_WHAT YOU HAVE TO DO_.
In full and word for word, copy the listing; no pictures belong in the copy.

_DATA EXTRACT_.
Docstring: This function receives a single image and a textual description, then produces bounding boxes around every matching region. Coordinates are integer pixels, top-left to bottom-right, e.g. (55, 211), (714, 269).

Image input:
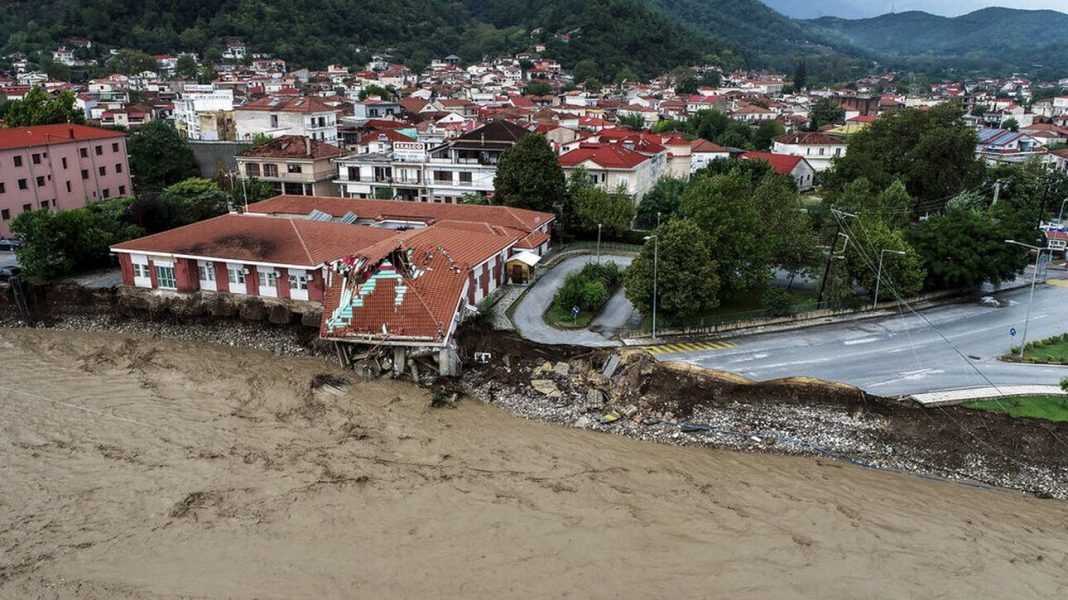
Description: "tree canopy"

(1, 87), (85, 127)
(127, 120), (199, 193)
(623, 218), (720, 318)
(493, 134), (565, 214)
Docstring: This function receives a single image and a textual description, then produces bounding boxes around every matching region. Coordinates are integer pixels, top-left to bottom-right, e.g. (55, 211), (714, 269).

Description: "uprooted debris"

(450, 325), (1068, 499)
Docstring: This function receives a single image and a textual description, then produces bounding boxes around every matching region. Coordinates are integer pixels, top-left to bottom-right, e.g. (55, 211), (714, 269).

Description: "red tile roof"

(111, 214), (398, 267)
(558, 143), (649, 169)
(0, 123), (126, 151)
(690, 139), (730, 153)
(246, 196), (554, 234)
(321, 226), (514, 343)
(740, 151), (803, 175)
(772, 132), (847, 146)
(238, 95), (337, 114)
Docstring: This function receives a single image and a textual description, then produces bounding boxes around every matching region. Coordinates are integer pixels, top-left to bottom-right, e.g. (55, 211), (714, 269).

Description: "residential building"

(558, 143), (664, 201)
(173, 84), (236, 140)
(689, 139), (731, 173)
(976, 128), (1041, 164)
(235, 96), (340, 144)
(237, 135), (346, 196)
(739, 151), (815, 191)
(771, 132), (848, 172)
(0, 124), (132, 236)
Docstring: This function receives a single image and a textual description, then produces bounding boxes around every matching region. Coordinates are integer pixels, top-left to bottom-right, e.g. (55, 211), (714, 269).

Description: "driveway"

(511, 255), (634, 347)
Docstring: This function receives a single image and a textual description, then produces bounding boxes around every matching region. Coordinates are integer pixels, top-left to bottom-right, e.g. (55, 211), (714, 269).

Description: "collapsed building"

(110, 195), (555, 374)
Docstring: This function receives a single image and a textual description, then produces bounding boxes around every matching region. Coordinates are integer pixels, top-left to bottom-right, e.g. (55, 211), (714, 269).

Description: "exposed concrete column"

(393, 346), (406, 377)
(438, 348), (449, 376)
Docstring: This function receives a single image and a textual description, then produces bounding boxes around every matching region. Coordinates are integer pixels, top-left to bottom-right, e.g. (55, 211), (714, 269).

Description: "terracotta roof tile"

(0, 123), (125, 151)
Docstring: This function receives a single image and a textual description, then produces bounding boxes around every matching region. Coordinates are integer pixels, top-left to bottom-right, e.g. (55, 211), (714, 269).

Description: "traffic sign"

(1010, 327), (1017, 337)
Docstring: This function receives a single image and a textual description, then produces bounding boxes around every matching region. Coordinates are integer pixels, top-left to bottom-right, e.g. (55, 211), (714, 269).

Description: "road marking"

(1048, 279), (1068, 287)
(843, 337), (878, 345)
(644, 340), (737, 355)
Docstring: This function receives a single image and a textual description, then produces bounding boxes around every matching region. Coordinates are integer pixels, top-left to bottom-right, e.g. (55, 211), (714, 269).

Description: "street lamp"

(596, 223), (602, 263)
(1058, 197), (1068, 224)
(873, 249), (906, 310)
(1005, 239), (1050, 358)
(644, 234), (658, 340)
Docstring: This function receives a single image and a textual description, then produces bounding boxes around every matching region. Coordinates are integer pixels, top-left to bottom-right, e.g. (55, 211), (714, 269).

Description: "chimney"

(305, 136), (312, 156)
(68, 126), (75, 139)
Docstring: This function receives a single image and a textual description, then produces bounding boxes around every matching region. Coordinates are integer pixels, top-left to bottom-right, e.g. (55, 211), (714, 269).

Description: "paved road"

(662, 280), (1068, 396)
(511, 255), (632, 347)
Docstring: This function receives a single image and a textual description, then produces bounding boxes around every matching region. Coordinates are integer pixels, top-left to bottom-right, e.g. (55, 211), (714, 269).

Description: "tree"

(686, 109), (729, 143)
(572, 186), (635, 236)
(571, 59), (598, 84)
(842, 217), (926, 301)
(127, 120), (199, 193)
(678, 169), (769, 293)
(751, 172), (821, 284)
(809, 98), (844, 129)
(359, 84), (393, 101)
(1002, 117), (1020, 132)
(584, 77), (604, 92)
(11, 199), (142, 282)
(636, 177), (688, 229)
(617, 113), (646, 130)
(793, 59), (807, 91)
(159, 178), (229, 225)
(751, 120), (785, 151)
(175, 54), (198, 79)
(107, 48), (158, 74)
(908, 208), (1027, 290)
(523, 81), (552, 97)
(614, 66), (639, 85)
(718, 120), (752, 149)
(624, 218), (720, 318)
(824, 104), (984, 209)
(675, 76), (699, 95)
(493, 134), (565, 214)
(2, 87), (85, 127)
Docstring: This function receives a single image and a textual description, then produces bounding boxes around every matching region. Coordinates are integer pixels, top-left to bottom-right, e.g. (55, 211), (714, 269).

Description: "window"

(39, 201), (48, 209)
(99, 166), (106, 176)
(81, 169), (89, 180)
(132, 263), (146, 278)
(246, 163), (261, 177)
(258, 271), (278, 288)
(112, 142), (119, 152)
(0, 182), (4, 193)
(61, 157), (68, 169)
(198, 262), (215, 281)
(13, 156), (22, 167)
(289, 273), (308, 290)
(347, 166), (359, 181)
(95, 145), (103, 156)
(118, 185), (126, 195)
(269, 115), (279, 128)
(102, 188), (110, 199)
(115, 163), (122, 174)
(36, 176), (45, 187)
(155, 265), (177, 289)
(31, 153), (41, 165)
(65, 181), (72, 193)
(80, 148), (88, 158)
(264, 164), (279, 177)
(1, 209), (9, 221)
(459, 172), (472, 185)
(227, 268), (245, 284)
(434, 170), (451, 183)
(287, 163), (302, 174)
(18, 179), (27, 190)
(22, 203), (31, 212)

_EXERCISE OUTPUT_.
Docstring: This function receives a single image and a textual description, then produces bounding boxes around every matching region. Coordinates are integer pixels, top-left to bottom-right, e.g. (55, 211), (714, 269).

Image input:
Description: "tree canopy"

(1, 87), (85, 127)
(127, 120), (199, 193)
(623, 218), (720, 318)
(493, 134), (565, 214)
Docstring: This function receives a single image and a textual description, then produces bounding boxes around every matching region. Coordinates are integer pixels, top-left to bottom-right, e.g. (55, 211), (714, 269).

Description: "uprooted debris"

(450, 325), (1068, 499)
Docstring: This function receives a single image and a textual description, then produces bounding boxes around every matching region. Coordinates are integer pixels, top-left to bottom-right, e.g. (55, 211), (714, 269).

Description: "red tile roof"

(111, 214), (398, 267)
(558, 143), (649, 169)
(0, 123), (126, 151)
(690, 139), (730, 153)
(246, 196), (554, 234)
(321, 226), (514, 343)
(740, 151), (803, 175)
(772, 132), (847, 146)
(238, 95), (337, 114)
Docstring: This function receives a single image and a textual description, then produces bounding boxes around every matching region. Coordinates are integer pixels, top-left to bottom-right, e.g. (55, 211), (714, 269).

Description: "residential building"

(558, 143), (664, 201)
(173, 84), (236, 140)
(689, 139), (731, 173)
(976, 128), (1041, 164)
(235, 96), (340, 144)
(237, 135), (346, 196)
(739, 151), (815, 191)
(771, 132), (848, 172)
(0, 124), (132, 236)
Docstring: This function receives a single image and a textual description, then produces bounding boxes around every matching region. Coordinates are integer pixels, top-left to bottom-right, e.g. (55, 211), (714, 269).

Description: "driveway"

(511, 255), (634, 347)
Docstring: This function receives a single image and a textual description, then produces bounding boxes around every matching region. Coordinates are integer pixels, top-left to bottom-right, e.g. (55, 211), (714, 269).

Description: "collapsed building"

(110, 195), (555, 374)
Docstring: This function receives a single image and a textual description, then produces bounding boxes around every matching region. Coordinates are integer pixels, top-left to bottom-right, e.g. (55, 211), (714, 269).

Description: "exposed concrete column"

(393, 346), (406, 377)
(438, 348), (449, 376)
Docstring: This function receives a single image and a textual description, then produces bounding boxes around every matching region. Coordinates are integer pixels, top-left to bottom-right, e.g. (55, 211), (714, 269).

Description: "terracotta roof tile"

(0, 123), (125, 151)
Docstring: This function receives a single image and a textual description, then produces bounding boxes around every matching region. Coordinates are integer pixels, top-left to bottom-right, e.g. (55, 211), (714, 269).

Description: "traffic sign"

(1010, 327), (1017, 337)
Docstring: This function receives a single image and a textual description, then produces bounding boxes around every matching region. Coordinates are integer pixels, top-left to bottom-right, e.g. (55, 211), (714, 269).

Description: "road marking"

(1048, 279), (1068, 287)
(843, 337), (878, 345)
(644, 340), (737, 355)
Docstring: This function receives a single image and a textual description, then produces bounding boxes around every matching region. Coordinates are integer pixels, top-left to bottom-right, e.g. (55, 211), (714, 269).

Description: "street lamp"

(596, 223), (602, 263)
(1058, 197), (1068, 224)
(873, 249), (906, 310)
(1005, 239), (1050, 358)
(644, 234), (658, 340)
Docstring: This function receives a single image and a textual description, then produces bounding boxes around every matching region. Coordinates are integer pixels, top-left to bottom-right, e.g. (55, 211), (714, 269).

Description: "chimney"

(305, 136), (312, 156)
(68, 126), (75, 139)
Docstring: This function receives a single image and a textual description, then produces bounding boxes around every matching region. Coordinates are integer pixels, top-left to bottom-right, e.g. (55, 211), (714, 269).

Description: "paved road"

(662, 280), (1068, 396)
(511, 255), (632, 347)
Docstring: This function receives a single image and a textual description, then produces bounding boxes around every matching region. Coordinates are integer pixels, top-left to bottom-right, e.g. (55, 211), (714, 269).

Description: "tree"

(686, 109), (729, 143)
(572, 186), (635, 236)
(571, 59), (598, 84)
(842, 217), (926, 301)
(127, 120), (199, 193)
(678, 169), (769, 293)
(751, 172), (821, 284)
(809, 98), (844, 129)
(359, 84), (393, 101)
(1002, 117), (1020, 132)
(584, 77), (604, 92)
(11, 199), (142, 282)
(636, 177), (688, 229)
(617, 113), (646, 130)
(793, 59), (807, 91)
(159, 178), (229, 225)
(751, 120), (785, 151)
(175, 54), (198, 79)
(107, 48), (158, 74)
(908, 208), (1027, 290)
(523, 81), (552, 97)
(614, 66), (639, 85)
(718, 120), (752, 149)
(624, 218), (720, 318)
(824, 104), (984, 209)
(675, 76), (699, 95)
(493, 134), (565, 214)
(2, 87), (85, 127)
Docstring: This function receives a single image and a textual description, then produces bounding boxes around every matching region. Coordinates are integer pixels, top-left to bottom-right, e.g. (55, 211), (714, 269).

Description: "window"

(39, 201), (48, 209)
(99, 166), (106, 176)
(81, 169), (89, 180)
(132, 263), (146, 278)
(246, 163), (261, 177)
(258, 271), (278, 288)
(112, 142), (119, 152)
(0, 182), (4, 193)
(61, 157), (68, 169)
(198, 262), (215, 281)
(13, 156), (22, 167)
(289, 273), (308, 290)
(347, 166), (359, 181)
(95, 145), (103, 156)
(118, 185), (126, 195)
(269, 115), (279, 128)
(102, 188), (110, 199)
(115, 163), (122, 174)
(36, 176), (45, 187)
(155, 265), (177, 289)
(31, 153), (41, 165)
(65, 181), (72, 193)
(80, 148), (88, 158)
(264, 164), (279, 177)
(1, 209), (9, 221)
(459, 172), (472, 185)
(227, 268), (245, 284)
(434, 170), (451, 183)
(287, 163), (302, 174)
(18, 179), (27, 190)
(22, 203), (31, 212)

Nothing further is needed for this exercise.